= Stated exercise =
Extend the passage on California housing laws, picking up right after its final sentence.

The Problem This Solved
Cities were designating large areas — sometimes entire cities — as "historic districts" specifically to block SB 9 lot splits and duplexes. This loophole rendered SB 9 largely useless in some jurisdictions. AB 1061 closes that loophole by narrowing the exclusion to only properties that actually contribute to a district's historic character.
The New Rule
Still excluded from SB 9: Properties with a "contributing structure" — meaning a building that was constructed during the district's period of significance, retains historic integrity, and contributes to the historical, architectural, or cultural character of the district
Now eligible for SB 9: Properties located within a historic district that do NOT have a contributing structure — even if the surrounding area is designated historic
A property listed on the State Historic Resources Inventory or designated as a local landmark is still excluded regardless
SB 9 projects in historic districts cannot alter or demolish any existing historic structure
Examples of Affected Districts
Some of the larger historic districts where this opens up eligibility: Old Pasadena Historic District, Main Street Historic District in Redwood City, and numerous districts within San Francisco and other major cities.
If a client was previously told their property is in a historic district and therefore can't do a lot split or duplex under SB 9, that answer may have changed on January 1, 2026. The key question now is whether there is a "contributing structure" on the specific parcel — not whether the surrounding area is a historic district.
Cities Face Major Fines & Must Pay Attorney Fees for Violating Housing Laws
Courts must now award attorney's fees to homeowners and developers who successfully sue a city to enforce any housing law — including ADU laws. Cities also face fines of $10,000 per unit (minimum $50,000 per violation) if they violate housing laws after being warned by HCD or the Attorney General. Repeat violations multiply by five.

(Raw data)
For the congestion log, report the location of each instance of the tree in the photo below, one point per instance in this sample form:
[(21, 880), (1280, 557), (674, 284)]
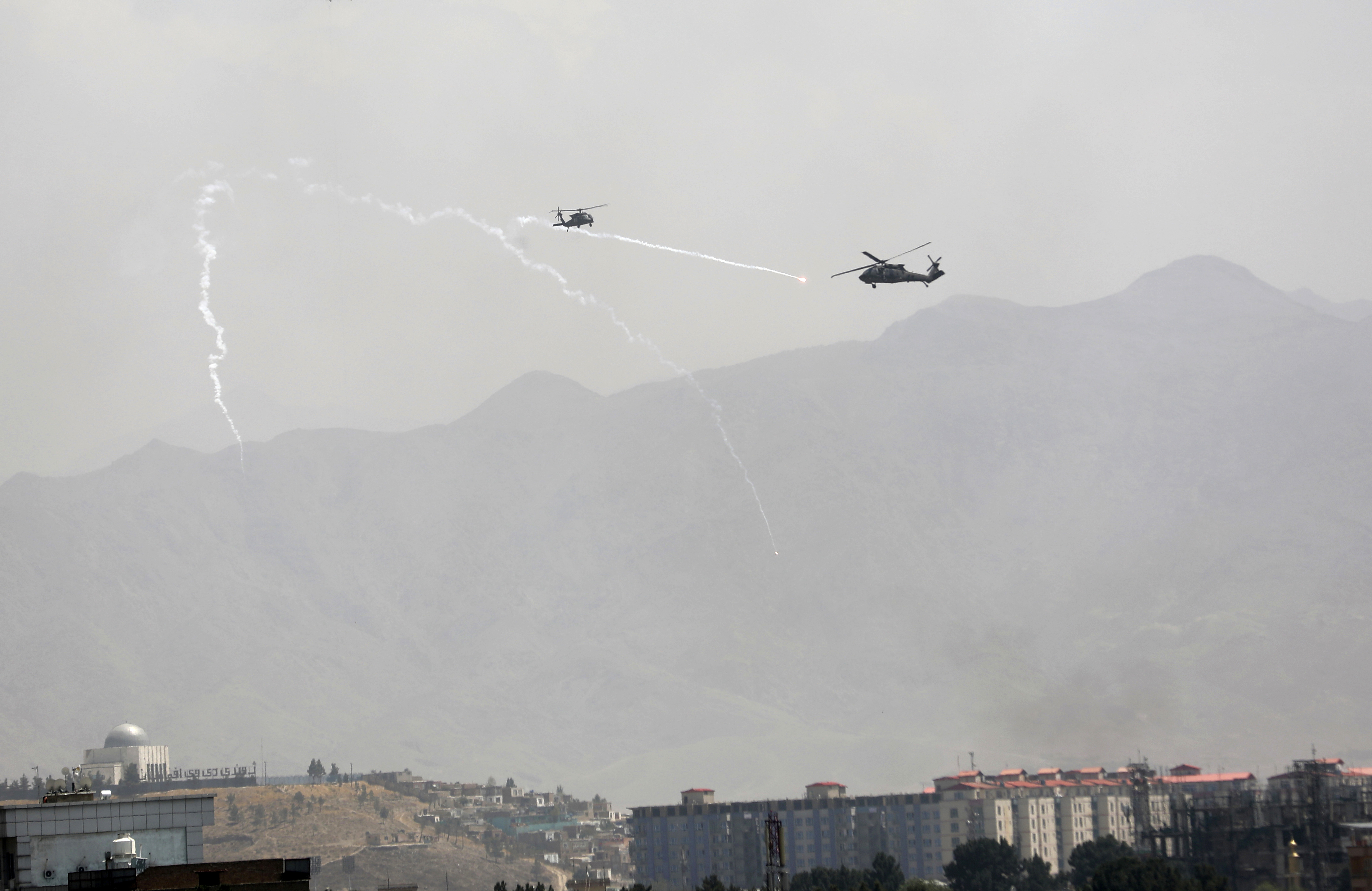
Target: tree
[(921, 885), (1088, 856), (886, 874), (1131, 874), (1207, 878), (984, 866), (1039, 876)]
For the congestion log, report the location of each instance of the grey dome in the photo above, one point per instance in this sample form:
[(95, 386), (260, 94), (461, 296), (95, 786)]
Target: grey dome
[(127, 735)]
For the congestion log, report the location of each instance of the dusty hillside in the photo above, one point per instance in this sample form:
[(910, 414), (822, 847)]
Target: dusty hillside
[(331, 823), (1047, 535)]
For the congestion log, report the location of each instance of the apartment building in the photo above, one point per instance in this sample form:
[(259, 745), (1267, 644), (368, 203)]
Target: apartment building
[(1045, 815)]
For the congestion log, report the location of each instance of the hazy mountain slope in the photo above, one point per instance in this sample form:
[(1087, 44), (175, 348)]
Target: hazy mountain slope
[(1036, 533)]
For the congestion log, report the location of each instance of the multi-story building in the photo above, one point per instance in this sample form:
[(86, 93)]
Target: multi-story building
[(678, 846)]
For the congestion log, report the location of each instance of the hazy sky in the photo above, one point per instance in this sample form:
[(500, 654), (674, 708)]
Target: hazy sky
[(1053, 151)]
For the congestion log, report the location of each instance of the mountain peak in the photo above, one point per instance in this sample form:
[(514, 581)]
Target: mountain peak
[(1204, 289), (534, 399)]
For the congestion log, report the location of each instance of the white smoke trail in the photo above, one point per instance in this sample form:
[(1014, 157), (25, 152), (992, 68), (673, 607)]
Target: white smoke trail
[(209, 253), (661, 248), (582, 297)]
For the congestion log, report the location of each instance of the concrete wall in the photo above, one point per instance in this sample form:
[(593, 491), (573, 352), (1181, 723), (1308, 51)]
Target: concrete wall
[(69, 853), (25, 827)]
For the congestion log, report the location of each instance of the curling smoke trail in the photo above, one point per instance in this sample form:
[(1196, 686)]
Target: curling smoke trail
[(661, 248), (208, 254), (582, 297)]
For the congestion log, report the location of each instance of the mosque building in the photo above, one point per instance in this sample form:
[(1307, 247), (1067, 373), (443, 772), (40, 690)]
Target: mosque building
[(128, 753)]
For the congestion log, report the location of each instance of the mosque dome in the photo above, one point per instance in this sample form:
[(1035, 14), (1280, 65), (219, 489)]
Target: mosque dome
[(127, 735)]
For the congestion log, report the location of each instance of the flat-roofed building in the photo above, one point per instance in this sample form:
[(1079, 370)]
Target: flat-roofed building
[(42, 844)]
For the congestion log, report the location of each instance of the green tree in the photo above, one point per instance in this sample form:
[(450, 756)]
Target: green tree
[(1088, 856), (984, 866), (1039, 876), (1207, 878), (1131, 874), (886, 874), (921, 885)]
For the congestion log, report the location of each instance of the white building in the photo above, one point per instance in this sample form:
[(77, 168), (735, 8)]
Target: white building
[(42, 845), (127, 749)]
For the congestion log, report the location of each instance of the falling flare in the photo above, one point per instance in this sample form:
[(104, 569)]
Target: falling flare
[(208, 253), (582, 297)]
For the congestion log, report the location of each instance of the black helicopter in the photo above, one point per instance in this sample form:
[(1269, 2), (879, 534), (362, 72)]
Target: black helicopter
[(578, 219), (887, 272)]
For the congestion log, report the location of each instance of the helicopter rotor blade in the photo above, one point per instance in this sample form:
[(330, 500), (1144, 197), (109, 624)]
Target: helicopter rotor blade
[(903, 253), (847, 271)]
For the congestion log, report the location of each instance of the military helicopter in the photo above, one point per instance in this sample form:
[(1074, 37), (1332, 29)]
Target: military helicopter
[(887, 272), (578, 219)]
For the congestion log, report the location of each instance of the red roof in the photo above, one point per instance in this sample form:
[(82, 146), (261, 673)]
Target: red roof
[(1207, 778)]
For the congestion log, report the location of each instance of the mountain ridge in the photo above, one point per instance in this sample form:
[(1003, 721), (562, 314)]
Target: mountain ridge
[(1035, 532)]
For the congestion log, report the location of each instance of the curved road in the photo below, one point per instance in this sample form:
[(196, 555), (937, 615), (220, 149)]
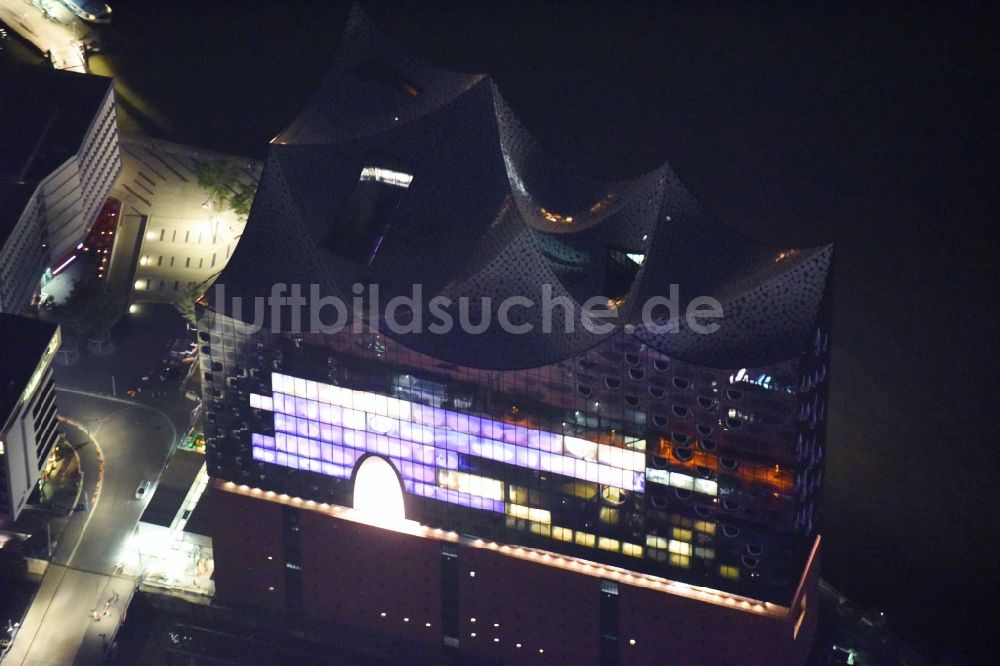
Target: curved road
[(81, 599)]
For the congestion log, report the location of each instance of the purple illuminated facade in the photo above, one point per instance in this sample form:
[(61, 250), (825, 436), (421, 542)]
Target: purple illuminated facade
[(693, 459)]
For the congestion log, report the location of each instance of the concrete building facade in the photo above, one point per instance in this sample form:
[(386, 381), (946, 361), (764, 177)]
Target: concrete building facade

= Output of the task =
Key Provisions
Mandatory attorney's fees: Courts must award reasonable attorney's fees to any homeowner or developer who wins a lawsuit to enforce a "housing reform law" — including ADU laws, the Housing Accountability Act, SB 330, density bonus law, SB 79, and streamlining laws. This is a major change — previously, only HAA violations reliably triggered fee awards.
Per-unit fines: $10,000 per housing unit — or a minimum $50,000 per violation for projects with 4 or fewer units — when a city violates housing law after being warned in writing by HCD or the AG and given 60 days to correct the issue
Repeat violation multiplier: If the same city violates the same statute more than once in the same housing element cycle, the court must multiply the fine by five
Indemnity abuse prohibited: Cities can no longer require homeowners to indemnify the city for costs related to enforcement actions the homeowner themselves brings against the city
This fundamentally changes the economics of fighting a city that improperly denies or delays an ADU. Previously, suing a city was expensive and uncertain even if you were clearly in the right. With mandatory attorney's fees and escalating per-unit fines now in place, cities have much stronger financial incentive to comply with ADU law from the start. If you believe a city is improperly blocking your ADU, document everything in writing — this creates the paper trail HCD needs to issue a formal warning, which triggers AB 712's penalties.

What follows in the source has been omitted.